### Source extract
Ma Su Chen aka Rebel Boxer or Bloody Struggle  is a 1972 Hong Kong film directed and co-written by Ting Shan-hsi who also directed and wrote the film Furious Slaughter 1972. It is a martial arts film that stars Nancy Yen, Jimmy Wang Yu, and Sally Chen. It's a sequel to Furious Slaughter 1972 in which Jimmy Wang Yu plays the lead role. It was released in Hong Kong on 14 June 1972 but in Taiwan on 30 May 1972.

Apparently, the cast mentioned in Rotten Tomatoes  is based on another version of Ma Su Chen (1972) because it listed two additional stars, Richard Harrison and Hwang Jang Lee,  not found in other cast list of the same movie.

Plot

Believing that her brother has been murdered, a martial artist Ma Su Chen (Nancy Yen) sets out to avenge him. Ma Su Chen is also a doctor. Later part of the movie, both of them fought together as a brother-sister team against their common enemy and defeated them.

### Dataset

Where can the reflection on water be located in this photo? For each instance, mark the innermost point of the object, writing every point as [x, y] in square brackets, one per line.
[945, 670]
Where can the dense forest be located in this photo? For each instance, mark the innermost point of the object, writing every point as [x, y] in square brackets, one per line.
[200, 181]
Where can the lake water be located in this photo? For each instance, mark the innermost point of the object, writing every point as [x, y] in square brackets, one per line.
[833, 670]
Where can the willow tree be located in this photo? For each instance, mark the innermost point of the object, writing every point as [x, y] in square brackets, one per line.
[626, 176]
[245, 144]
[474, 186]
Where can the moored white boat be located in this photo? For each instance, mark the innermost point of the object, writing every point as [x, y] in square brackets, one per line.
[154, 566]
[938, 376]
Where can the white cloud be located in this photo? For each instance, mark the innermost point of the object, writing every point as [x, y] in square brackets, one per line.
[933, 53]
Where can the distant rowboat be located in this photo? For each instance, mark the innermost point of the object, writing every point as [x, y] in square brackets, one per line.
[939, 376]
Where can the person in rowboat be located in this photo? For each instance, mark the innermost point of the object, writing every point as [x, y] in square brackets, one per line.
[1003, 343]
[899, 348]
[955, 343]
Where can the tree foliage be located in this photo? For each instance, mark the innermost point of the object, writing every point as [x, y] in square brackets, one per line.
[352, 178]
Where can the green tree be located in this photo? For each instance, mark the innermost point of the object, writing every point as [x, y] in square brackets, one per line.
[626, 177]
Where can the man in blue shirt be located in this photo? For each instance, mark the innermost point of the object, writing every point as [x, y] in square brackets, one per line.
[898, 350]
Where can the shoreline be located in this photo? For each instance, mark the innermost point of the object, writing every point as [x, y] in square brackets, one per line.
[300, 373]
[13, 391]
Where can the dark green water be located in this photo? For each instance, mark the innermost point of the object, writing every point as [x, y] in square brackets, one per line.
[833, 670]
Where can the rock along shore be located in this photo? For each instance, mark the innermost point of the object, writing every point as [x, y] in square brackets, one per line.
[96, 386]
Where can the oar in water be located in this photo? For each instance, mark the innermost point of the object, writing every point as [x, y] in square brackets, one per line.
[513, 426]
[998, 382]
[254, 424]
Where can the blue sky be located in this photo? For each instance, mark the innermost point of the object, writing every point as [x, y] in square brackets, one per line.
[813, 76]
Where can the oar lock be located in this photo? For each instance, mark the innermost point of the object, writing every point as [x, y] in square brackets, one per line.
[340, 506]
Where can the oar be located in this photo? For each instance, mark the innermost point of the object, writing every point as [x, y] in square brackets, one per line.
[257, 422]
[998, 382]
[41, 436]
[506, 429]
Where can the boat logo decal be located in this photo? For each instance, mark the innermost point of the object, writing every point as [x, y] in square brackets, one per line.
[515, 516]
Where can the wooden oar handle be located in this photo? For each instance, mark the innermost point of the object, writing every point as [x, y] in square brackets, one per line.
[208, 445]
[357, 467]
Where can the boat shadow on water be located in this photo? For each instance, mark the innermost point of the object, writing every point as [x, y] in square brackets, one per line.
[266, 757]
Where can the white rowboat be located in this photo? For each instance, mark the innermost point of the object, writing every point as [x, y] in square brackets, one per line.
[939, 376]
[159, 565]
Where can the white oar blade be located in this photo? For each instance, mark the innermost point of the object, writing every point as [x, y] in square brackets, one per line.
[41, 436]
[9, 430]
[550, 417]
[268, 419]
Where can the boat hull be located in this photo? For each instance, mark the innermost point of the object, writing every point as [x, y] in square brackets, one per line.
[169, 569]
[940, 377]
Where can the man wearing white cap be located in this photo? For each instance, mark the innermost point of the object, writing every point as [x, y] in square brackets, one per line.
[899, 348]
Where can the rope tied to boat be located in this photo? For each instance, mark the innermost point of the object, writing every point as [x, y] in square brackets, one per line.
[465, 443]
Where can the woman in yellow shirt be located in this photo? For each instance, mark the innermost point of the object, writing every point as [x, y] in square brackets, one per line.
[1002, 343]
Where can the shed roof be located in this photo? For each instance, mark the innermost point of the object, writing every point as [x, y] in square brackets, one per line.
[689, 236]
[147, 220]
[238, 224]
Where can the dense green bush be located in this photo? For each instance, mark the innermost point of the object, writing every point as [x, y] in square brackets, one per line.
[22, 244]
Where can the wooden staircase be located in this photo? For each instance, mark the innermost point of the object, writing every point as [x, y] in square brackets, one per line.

### Aim of the exercise
List every actor named in the text about the 1972 film Ma Su Chen. The lines shown after the text are separate material.

### Full solution
Nancy Yen
Jimmy Wang Yu
Sally Chen
Richard Harrison
Hwang Jang Lee